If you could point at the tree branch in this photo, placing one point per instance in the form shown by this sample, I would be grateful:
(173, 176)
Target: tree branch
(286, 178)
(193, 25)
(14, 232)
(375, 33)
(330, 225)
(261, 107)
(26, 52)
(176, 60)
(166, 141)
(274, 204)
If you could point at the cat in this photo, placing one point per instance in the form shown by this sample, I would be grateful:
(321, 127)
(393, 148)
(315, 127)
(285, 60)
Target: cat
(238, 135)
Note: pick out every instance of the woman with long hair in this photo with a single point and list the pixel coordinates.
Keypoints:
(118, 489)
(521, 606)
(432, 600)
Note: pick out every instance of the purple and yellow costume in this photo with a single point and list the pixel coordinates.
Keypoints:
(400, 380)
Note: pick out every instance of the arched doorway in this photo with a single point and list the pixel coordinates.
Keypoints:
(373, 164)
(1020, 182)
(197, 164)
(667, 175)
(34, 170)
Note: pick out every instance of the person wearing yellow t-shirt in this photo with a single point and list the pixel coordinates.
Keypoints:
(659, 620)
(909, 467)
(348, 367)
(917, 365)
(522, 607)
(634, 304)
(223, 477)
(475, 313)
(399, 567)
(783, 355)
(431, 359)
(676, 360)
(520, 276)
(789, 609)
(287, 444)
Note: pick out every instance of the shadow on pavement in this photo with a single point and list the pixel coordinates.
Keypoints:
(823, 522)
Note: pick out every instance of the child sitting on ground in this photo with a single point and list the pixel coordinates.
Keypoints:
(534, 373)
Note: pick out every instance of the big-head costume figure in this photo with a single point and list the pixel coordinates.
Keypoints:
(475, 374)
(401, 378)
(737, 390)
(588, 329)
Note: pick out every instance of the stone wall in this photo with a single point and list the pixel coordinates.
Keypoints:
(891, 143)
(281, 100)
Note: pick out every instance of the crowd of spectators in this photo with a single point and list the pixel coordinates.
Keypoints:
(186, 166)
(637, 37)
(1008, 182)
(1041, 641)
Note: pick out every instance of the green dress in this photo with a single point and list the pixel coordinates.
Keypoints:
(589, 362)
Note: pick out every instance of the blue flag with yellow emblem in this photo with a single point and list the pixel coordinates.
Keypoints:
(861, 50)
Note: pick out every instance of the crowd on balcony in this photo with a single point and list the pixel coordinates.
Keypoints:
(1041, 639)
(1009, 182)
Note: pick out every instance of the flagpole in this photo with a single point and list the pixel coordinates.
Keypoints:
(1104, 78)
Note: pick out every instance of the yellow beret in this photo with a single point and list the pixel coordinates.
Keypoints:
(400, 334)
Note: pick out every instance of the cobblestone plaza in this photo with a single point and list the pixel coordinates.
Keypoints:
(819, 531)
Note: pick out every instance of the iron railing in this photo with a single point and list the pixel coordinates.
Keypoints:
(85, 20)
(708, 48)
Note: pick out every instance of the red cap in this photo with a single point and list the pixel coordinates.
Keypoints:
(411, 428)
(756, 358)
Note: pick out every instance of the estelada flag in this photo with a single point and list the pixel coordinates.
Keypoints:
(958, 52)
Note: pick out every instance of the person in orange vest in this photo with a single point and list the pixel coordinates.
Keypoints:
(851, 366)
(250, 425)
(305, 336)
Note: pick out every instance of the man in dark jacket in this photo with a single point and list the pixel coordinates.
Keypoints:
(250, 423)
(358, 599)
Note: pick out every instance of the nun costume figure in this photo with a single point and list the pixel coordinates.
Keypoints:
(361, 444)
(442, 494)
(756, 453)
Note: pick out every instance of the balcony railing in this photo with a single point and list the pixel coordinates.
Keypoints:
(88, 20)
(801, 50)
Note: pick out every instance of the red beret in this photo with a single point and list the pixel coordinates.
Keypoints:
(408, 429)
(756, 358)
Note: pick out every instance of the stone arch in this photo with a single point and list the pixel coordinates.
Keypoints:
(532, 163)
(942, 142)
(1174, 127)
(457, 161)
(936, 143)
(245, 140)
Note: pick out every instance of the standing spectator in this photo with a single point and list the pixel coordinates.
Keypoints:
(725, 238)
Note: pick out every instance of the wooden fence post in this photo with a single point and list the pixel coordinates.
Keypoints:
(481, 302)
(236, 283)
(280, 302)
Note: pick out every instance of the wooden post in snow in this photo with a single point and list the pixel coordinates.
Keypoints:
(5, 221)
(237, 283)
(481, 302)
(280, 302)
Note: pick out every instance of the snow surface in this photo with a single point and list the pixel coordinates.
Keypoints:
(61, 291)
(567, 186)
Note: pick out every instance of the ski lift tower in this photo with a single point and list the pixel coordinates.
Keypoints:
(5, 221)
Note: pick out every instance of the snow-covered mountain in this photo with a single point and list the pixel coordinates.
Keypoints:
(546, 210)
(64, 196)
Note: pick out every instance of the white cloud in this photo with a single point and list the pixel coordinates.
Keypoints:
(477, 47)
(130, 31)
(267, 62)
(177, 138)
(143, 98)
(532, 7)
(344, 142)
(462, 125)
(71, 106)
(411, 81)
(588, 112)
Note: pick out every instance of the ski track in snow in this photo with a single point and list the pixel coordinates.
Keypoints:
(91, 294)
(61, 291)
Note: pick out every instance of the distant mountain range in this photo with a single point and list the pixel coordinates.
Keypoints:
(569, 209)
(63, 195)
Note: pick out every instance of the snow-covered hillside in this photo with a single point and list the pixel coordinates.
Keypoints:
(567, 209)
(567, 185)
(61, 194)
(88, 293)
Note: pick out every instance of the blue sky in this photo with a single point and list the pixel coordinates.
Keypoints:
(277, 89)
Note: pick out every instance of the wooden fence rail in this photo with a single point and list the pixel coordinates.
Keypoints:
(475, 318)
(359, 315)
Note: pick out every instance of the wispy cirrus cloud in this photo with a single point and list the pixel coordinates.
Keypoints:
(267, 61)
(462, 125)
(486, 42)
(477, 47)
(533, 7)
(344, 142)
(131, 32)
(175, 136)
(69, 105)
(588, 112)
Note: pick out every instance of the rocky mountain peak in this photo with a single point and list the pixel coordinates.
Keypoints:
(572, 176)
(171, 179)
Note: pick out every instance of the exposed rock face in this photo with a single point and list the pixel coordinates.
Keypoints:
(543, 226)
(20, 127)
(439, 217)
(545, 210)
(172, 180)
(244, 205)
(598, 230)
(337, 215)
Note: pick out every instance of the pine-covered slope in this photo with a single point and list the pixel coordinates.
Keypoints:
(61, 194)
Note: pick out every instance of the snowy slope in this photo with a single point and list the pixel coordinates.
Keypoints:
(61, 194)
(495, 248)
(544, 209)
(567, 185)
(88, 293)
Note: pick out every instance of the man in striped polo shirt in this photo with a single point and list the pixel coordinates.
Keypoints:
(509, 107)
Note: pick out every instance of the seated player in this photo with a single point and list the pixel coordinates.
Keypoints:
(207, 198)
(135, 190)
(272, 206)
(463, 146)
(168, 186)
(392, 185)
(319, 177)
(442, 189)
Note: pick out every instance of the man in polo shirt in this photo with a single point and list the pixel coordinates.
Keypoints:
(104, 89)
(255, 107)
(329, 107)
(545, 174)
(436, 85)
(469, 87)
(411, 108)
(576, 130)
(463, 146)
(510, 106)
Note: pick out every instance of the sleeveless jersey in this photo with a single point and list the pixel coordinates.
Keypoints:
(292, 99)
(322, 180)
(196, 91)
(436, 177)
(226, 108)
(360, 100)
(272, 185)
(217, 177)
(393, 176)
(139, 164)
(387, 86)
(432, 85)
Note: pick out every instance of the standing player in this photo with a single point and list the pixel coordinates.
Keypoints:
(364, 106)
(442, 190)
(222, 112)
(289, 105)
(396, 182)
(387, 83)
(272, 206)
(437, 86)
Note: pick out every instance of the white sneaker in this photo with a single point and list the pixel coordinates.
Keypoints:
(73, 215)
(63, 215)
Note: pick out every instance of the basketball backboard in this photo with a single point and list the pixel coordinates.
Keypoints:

* * * * * * *

Only an exact copy of the lines from the beginning of the listing through the line with "Note: pick out every instance of the arched", both included, belongs in the answer.

If you could point at the tree branch in this photo, placing one point per instance in the form shown by this sample, I would be grateful:
(173, 176)
Target: tree branch
(286, 178)
(193, 25)
(14, 232)
(375, 33)
(330, 225)
(261, 107)
(26, 52)
(176, 60)
(166, 141)
(274, 204)
If you could point at the cat in this photo, placing one point per instance in the form shown by this sample, I would be grateful:
(321, 127)
(393, 148)
(315, 127)
(285, 60)
Target: cat
(238, 135)
Note: pick out every instance of the woman with long hair in this photo with a single point and list the pixel coordinates.
Keypoints:
(118, 489)
(521, 606)
(432, 600)
Note: pick out every instance of the purple and yellow costume in this photo with a single point and list the pixel coordinates.
Keypoints:
(400, 380)
Note: pick out every instance of the arched doorway in this photo with a single point and list the pixel coordinates.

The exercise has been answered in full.